La astucia de Klingenberg está, como queda dicho, en que todo es un sueño. Senta, en la sala de su casa, sueña la leyenda: está, por tanto, físicamente presente en un butacón, dormida y, por tanto, muda; mientras se encuentran el buque de su padre y el del holandés, sueña con las joyas, con la condena y con la redención. Hay, evidentemente, en la obra de Wagner un cierto componente onírico (con respecto a ésta, lo señalaba Beaufils: "...Una cadena de sueños: sueño del marinero, al término del cual aparece el barco maldito; sueño de Senta, que termina con la aparición del capitán fantasma; sueño del pálido prometido, Eirk, que duplica y refuerza el de Senta...", de lo cual los tratadistas deducen la entrada de lo irreal en el teatro de Wagner), pero que de ninguna manera contiene la apreciación de sueño total y de que no ha pasado nada que introduce Klingenberg. Lo que ha pasado, según él, es otra cosa. Freudiana. Porque la teoría de Sigmund Freud es muy cercana a la esfera intelectual de Wagner (muerte del Wagner, 1883; nacimiento de Freud, 1856; Freud, judío fundamental, comenzó a trabajar como neurólogo tres años después de la muerte de Wagner, ario emblemático). Las mujeres de la costa -entre ellas, Senta- están destinadas a una vida solitaria y triste (los hombres viven en el mar); tiene una mente neurótica que compensa su frustración con el deseo de redimir. no muere en la realidad, sino en el sueño, como una manifestación de su propio deseo de morir. No es víctima de un histerismo sobreexcitado, sino de una profunda tragedia humana.

┄┄┄┄┄┄┄┄┄┄┄┄┄┄┄┄┄┄┄┄

QUÉ HACER
Responde las siguientes preguntas a partir del texto sobre la versión de Klingenberg.
1. ¿Dónde se encuentra Senta mientras sueña la leyenda?
2. ¿En qué año murió Wagner y en qué año nació Freud?
3. ¿Por qué están destinadas las mujeres de la costa a una vida solitaria y triste?

EXTRACTOS DE DATOS

┄┄┄┄┄┄┄┄┄┄┄┄┄┄┄┄┄┄┄┄

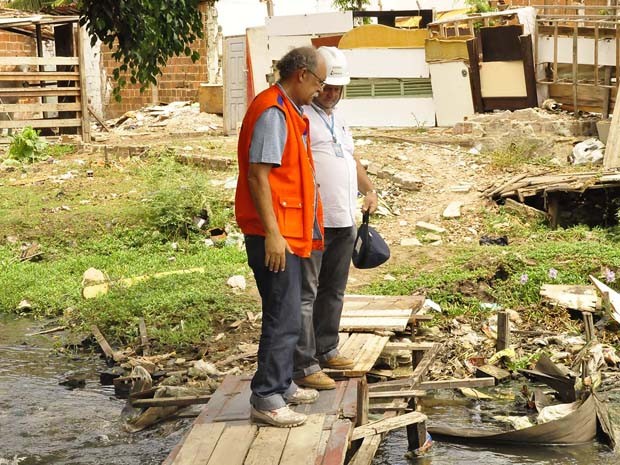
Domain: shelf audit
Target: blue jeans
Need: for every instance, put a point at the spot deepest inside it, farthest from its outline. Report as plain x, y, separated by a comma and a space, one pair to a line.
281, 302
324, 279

┄┄┄┄┄┄┄┄┄┄┄┄┄┄┄┄┄┄┄┄

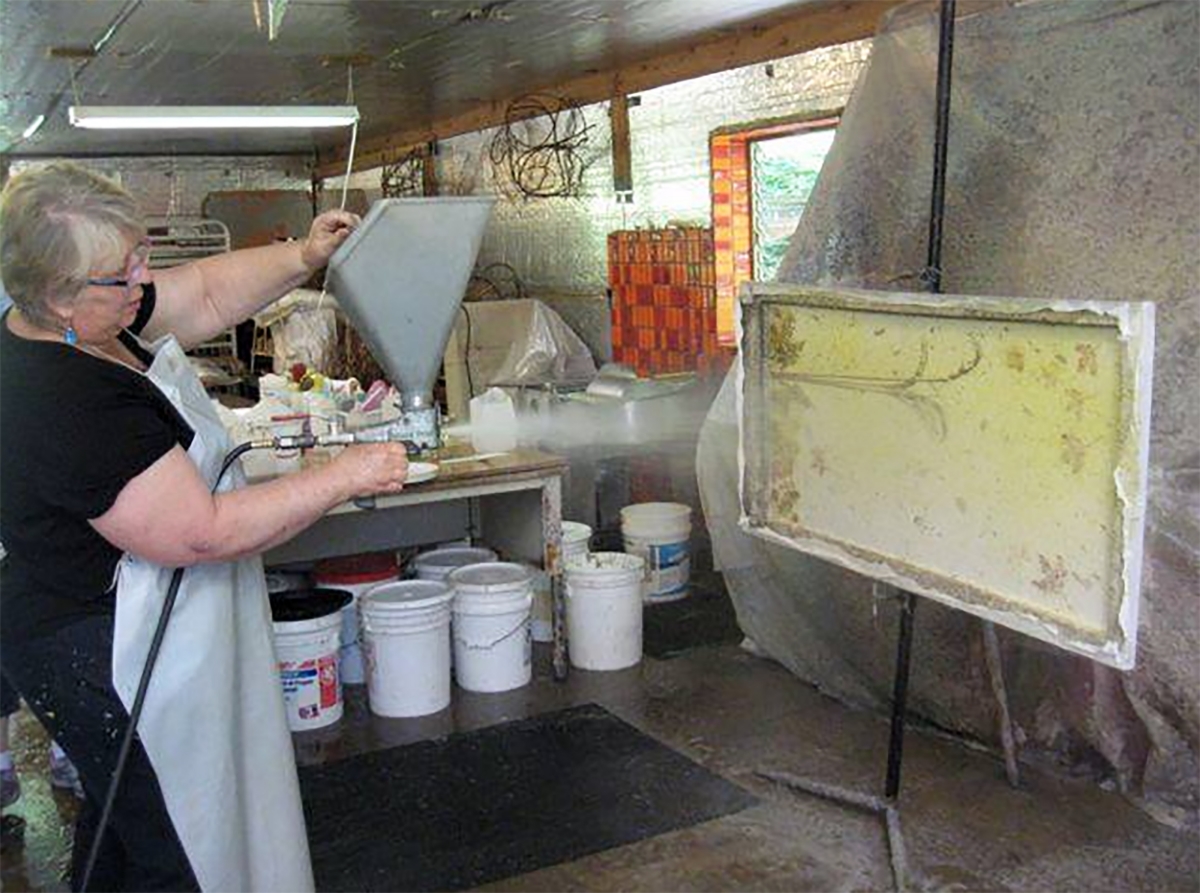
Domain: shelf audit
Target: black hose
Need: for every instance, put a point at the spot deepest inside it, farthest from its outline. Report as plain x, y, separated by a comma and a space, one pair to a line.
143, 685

┄┄┄┄┄┄┄┄┄┄┄┄┄┄┄┄┄┄┄┄

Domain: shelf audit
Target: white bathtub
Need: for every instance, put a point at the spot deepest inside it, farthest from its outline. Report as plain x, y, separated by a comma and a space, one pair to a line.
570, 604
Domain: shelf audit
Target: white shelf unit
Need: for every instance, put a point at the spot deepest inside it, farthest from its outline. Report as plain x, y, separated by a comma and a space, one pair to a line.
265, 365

┄┄┄┄┄┄┄┄┄┄┄┄┄┄┄┄┄┄┄┄

TU RESPUESTA
1. En un butacón de la sala de su casa, dormida y muda.
2. Wagner murió en 1883 y Freud nació en 1856.
3. Porque los hombres viven en el mar.